## Provided records
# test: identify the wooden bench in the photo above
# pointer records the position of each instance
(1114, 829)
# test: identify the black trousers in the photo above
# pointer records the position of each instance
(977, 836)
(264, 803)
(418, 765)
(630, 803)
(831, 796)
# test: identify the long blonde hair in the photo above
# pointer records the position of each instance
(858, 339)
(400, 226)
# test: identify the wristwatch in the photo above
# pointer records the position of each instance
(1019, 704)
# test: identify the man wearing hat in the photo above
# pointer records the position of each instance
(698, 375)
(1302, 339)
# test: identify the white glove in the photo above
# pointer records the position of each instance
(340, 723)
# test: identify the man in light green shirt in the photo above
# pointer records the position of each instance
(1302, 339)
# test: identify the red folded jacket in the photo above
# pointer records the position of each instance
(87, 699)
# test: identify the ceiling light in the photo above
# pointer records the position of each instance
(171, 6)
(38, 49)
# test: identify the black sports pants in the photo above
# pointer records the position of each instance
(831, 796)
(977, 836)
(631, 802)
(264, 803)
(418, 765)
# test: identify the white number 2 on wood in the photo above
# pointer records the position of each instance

## Requirement
The reply must repeat all of the records precisely.

## Answer for this exercise
# test: identify the wooden bench in the photo above
# pointer records the position of each instance
(1114, 829)
# test: identify the black trousers in the photo above
# pointer records the position of each instance
(977, 836)
(264, 803)
(418, 765)
(630, 803)
(831, 796)
# test: identify the long blonde hair in the photo above
# pointer records the position of each instance
(858, 339)
(400, 226)
# test: identify the wristwatch in the photo above
# pointer records the position of each instance
(1019, 704)
# test: identify the man wearing hat in the photo above
# pointer records the position of each instance
(698, 375)
(1302, 339)
# test: identify the white glove in the photo above
# pointer records the position of each instance
(340, 723)
# test: identify the man in light green shirt in the photo above
# pointer records the position of each instance
(1302, 339)
# test: identify the red folded jacket in the photo above
# pointer records the position of each instance
(87, 699)
# test: identify the ceiling light in the photo above
# pointer records the position of each instance
(171, 6)
(38, 49)
# test: identify the black sports pants in the photo above
# pointer records the position of each instance
(831, 796)
(977, 836)
(631, 802)
(264, 803)
(418, 765)
# test: identify the white number 2 on wood in the photo above
# pointer records the position of each instance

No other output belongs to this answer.